#### SELECTED EXCERPT

________________________

If we choose to see this time as an opportunity, then we allow athletes to enter a place of self-discovery. Self-discovery is a trait Tom has always valued in his athletes, so he is intentional in reminding them during remote training. “I’m not right next to you any more, you’re going to have to figure some of this out on your own.” Tom reviews film to give motivation and guidance from afar, but it is ultimately on the athletes to make the most of their training sessions. That increased level of ownership might be life changing.
Still, it takes a talented coach to guide the ship from a distance. Tom is doing it as well as anyone out there. And he continues to give back.
It takes a talented coach to guide the ship from a distance. Tom is doing it as well as anyone out there.
The Good Athlete Project is hosting a one-of-a-kind online powerlifting event aimed at giving athletes hope, strength, and connection through the quarantine. Tom is dedicated to helping athletes excel in this event, so he has offered access to his programming:
“When athletes purchase the program they will get a welcome email to me inviting them to the program with instructions on downloading the app, and a link to a facebook page for those only on the program. This can serve as a forum for folks to ask questions about the programs, definitions, exercises, modifications, and just share whatever they feel like in a community type environment.
I have been tinkering with my own variation of submaximal training and couldn’t think of a better time to roll this out. The program is based around 92.5% of their max which is the percentage I use as an opening attempt for my competitive lifters. It allows athletes to push without risking injury, creating that needed GPP in the competition movements, and allows for auto-regulation on the athlete’s part so they can learn when and where they can push themselves and when to pull back.”

________________________

(Some data)
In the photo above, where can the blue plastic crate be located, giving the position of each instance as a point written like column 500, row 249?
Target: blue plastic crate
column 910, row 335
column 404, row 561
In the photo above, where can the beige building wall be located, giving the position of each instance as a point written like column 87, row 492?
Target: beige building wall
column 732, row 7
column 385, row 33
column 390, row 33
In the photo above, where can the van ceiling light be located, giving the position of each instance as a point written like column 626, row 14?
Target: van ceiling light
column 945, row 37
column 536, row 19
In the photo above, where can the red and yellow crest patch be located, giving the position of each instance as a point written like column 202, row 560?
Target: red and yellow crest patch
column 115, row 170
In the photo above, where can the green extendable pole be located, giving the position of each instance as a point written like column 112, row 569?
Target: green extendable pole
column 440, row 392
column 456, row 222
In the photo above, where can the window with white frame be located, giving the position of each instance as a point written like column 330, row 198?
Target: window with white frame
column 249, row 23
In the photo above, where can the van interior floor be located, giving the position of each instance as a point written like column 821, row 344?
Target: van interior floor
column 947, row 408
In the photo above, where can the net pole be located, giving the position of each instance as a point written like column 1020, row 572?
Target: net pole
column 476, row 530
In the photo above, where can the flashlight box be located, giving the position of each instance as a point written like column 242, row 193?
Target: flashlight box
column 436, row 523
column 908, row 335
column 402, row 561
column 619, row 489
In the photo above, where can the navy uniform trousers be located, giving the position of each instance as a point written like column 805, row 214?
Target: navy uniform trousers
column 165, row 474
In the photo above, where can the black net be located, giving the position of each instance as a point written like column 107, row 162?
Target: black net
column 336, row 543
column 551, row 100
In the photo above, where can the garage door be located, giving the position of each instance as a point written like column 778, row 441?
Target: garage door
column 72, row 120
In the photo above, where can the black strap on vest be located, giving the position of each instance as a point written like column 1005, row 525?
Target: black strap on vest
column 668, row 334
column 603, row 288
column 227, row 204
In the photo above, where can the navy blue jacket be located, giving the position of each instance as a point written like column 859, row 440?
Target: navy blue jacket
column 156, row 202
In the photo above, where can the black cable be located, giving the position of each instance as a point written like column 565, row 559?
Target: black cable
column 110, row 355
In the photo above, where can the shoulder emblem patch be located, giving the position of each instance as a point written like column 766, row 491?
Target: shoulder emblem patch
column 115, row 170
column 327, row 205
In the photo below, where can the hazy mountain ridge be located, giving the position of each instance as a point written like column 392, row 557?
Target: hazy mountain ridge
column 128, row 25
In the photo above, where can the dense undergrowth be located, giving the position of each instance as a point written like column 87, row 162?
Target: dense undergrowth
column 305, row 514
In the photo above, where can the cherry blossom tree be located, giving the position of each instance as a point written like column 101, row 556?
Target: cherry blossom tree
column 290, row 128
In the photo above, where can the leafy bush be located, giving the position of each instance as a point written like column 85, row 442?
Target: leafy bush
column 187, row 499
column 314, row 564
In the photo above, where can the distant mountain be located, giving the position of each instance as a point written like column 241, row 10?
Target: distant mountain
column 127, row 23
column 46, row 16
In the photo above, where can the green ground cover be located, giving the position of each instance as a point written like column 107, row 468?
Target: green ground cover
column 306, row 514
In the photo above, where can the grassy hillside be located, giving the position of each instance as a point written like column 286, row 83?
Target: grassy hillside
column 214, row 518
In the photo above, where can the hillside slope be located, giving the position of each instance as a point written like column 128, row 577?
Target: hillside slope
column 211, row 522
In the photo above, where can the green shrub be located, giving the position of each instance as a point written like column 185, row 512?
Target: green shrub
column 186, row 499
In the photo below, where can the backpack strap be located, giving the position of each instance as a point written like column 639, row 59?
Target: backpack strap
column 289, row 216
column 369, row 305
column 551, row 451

________________________

#### WHAT THIS TASK INVOLVES
Extend the passage on Tom's remote coaching, picking up right after its last sentence. The data is separate material, apart from the passage on Tom's remote coaching.

#### EXPECTED ANSWER
The program works. In addition to being a champion himself, Tom has produced championship strength athletes at his gym. If you’re looking for a boost, sign up today: https://thestrengthagenda.pushpress.com/open/subscribe/50f3
Why is Tom giving back to young athletes? Because “the barbell changed [his] life.” He found the weightroom in high school, when he says he was not the most talented athlete, but willing to work hard. He worked hard. Now he’s an elite strength athlete.
The barbell changed Tom Sroka’s life and he wants to support the same experience in others.
Wherever you get your training plan from, be sure to stick to it. Consistency matters. Intensity matters. The community of strength matters (even if it’s from a distance).
Hope to see you all in the upcoming virtual powerlifting meet. Until then, remember to stay healthy, stay connected, and stay strong!